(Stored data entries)
· · · · ·

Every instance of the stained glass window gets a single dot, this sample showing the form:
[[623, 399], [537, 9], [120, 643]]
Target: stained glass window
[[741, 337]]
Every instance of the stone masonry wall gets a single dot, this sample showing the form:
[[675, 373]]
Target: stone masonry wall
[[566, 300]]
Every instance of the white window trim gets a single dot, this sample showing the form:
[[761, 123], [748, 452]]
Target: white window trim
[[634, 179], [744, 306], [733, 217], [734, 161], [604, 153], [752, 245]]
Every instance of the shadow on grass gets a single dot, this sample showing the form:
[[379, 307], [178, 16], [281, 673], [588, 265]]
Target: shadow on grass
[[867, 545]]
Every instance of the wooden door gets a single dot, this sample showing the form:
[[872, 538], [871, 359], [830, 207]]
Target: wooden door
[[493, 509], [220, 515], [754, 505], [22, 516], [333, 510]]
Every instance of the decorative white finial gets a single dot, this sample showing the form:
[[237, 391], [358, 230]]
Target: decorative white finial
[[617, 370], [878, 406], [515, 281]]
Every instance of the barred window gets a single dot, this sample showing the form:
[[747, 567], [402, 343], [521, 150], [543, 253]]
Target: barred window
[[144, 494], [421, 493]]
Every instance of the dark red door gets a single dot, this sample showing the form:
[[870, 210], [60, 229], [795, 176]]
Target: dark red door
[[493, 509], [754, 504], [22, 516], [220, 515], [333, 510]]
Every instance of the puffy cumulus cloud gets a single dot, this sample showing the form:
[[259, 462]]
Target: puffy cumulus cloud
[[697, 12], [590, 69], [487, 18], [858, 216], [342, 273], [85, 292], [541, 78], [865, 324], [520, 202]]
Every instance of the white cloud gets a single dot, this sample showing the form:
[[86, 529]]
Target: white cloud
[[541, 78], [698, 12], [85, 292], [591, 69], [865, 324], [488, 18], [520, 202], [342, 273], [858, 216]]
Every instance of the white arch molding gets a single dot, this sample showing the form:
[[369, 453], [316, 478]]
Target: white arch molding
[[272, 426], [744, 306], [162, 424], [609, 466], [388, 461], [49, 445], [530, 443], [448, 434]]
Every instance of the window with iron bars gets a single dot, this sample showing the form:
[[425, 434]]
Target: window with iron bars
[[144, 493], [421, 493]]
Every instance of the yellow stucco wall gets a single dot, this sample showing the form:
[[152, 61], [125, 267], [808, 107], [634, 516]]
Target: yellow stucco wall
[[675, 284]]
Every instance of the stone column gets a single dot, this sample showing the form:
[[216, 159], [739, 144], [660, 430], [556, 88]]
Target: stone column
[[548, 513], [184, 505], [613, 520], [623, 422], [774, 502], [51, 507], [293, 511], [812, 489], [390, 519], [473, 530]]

· · · · ·

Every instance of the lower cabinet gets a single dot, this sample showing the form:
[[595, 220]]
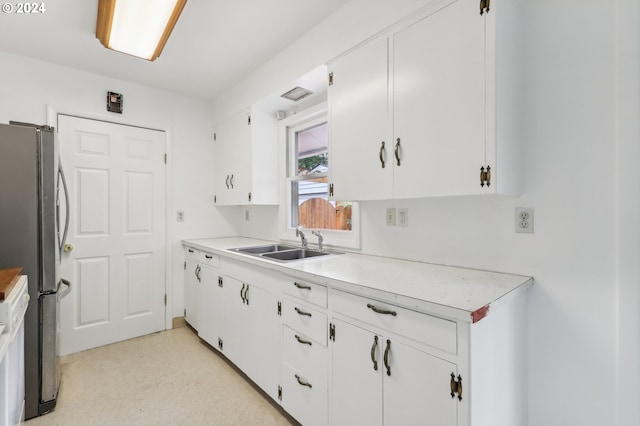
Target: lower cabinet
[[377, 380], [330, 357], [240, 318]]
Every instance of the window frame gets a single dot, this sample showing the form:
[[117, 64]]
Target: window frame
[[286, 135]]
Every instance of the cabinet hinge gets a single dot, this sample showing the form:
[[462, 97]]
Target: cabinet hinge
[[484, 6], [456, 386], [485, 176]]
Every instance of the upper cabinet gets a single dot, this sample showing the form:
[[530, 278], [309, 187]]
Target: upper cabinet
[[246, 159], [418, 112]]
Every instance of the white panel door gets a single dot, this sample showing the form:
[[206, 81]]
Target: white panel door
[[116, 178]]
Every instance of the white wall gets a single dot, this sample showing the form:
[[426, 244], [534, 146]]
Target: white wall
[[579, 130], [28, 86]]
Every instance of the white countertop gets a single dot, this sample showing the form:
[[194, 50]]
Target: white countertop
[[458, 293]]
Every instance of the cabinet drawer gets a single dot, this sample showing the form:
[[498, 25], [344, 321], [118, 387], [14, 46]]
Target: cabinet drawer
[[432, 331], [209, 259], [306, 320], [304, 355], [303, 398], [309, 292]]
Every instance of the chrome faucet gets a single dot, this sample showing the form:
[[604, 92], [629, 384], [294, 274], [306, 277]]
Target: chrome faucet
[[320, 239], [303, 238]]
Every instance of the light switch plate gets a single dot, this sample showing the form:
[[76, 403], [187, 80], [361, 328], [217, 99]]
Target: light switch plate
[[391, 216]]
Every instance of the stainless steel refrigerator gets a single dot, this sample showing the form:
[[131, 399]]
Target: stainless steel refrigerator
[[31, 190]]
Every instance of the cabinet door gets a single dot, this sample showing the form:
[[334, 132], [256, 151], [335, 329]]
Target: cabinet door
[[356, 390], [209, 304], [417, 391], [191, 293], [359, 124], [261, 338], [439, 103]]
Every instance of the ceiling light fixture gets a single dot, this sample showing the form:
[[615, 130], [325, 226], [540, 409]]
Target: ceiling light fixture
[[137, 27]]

· · · · ·

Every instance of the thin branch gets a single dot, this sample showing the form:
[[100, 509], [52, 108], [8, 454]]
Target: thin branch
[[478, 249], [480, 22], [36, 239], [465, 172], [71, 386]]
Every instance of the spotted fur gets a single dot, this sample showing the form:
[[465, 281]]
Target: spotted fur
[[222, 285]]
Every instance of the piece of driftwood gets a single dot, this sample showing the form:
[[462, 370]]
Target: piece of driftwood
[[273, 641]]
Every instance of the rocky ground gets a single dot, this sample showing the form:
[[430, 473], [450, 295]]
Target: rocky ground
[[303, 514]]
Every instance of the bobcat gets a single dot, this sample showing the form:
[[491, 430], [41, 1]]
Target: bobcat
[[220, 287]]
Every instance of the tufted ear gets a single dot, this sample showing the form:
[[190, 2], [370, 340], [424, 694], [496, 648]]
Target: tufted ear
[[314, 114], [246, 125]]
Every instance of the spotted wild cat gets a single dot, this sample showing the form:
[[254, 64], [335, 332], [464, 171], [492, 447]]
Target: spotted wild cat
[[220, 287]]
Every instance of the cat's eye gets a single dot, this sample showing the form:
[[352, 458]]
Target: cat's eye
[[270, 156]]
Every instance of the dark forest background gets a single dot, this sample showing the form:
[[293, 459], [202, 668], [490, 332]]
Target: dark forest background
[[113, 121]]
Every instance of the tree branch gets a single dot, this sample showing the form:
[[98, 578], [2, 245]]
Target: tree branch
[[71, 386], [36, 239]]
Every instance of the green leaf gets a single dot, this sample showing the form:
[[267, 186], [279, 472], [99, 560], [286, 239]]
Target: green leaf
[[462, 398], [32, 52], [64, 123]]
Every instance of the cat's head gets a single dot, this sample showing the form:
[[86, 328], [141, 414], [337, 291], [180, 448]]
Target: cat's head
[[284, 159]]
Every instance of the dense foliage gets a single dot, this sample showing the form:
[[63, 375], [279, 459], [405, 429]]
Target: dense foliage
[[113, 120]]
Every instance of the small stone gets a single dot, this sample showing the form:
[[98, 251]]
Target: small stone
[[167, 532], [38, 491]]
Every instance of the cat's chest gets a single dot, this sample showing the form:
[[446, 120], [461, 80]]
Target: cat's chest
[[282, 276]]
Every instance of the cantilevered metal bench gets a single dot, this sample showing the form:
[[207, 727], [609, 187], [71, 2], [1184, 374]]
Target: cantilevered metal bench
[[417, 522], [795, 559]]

· · · · ·

■ EXERCISE GOAL ■
From the data above, reproduce word for word the lines running from the line with "Every instance of the stained" to the line with "[[259, 462]]", ends included.

■ SOLVED PROBLEM ■
Every instance of the stained glass window gets a single dot, this sample showing the form:
[[623, 399], [537, 9], [120, 643]]
Target: stained glass window
[[741, 337]]
Every instance of the stone masonry wall gets a single dot, this sample showing the form:
[[675, 373]]
Target: stone masonry wall
[[566, 300]]
Every instance of the white window trim gets a single dot, this sample showing the form:
[[761, 123], [748, 452]]
Target: white window trim
[[634, 179], [744, 306], [733, 217], [734, 161], [604, 153], [752, 245]]
Every instance of the shadow on grass gets a single dot, this sample showing the form:
[[379, 307], [178, 16], [281, 673], [588, 265]]
Target: shadow on grass
[[867, 545]]
Every instance of the wooden door gets a single dot, this sample showing the form:
[[872, 538], [871, 359], [830, 207]]
Target: wooden door
[[493, 509], [220, 515], [754, 505], [22, 516], [333, 510]]
Every instance of the decorative white finial gets a single dot, this sample showing the form:
[[237, 391], [358, 230]]
Target: decorative white finial
[[617, 370], [878, 406], [515, 281]]
Every instance of the barred window gets a single dot, this sample showing the form:
[[747, 567], [402, 343], [521, 150], [543, 253]]
Target: barred window
[[144, 494], [421, 493]]
Every instance of the dark red door gets a single dot, this sample showing the form:
[[870, 210], [60, 229], [795, 176]]
Target: dark red door
[[493, 509], [754, 504], [22, 516], [220, 515], [333, 510]]
Every instance of the puffy cumulus cloud gets a single dot, this sample showing the form:
[[259, 462]]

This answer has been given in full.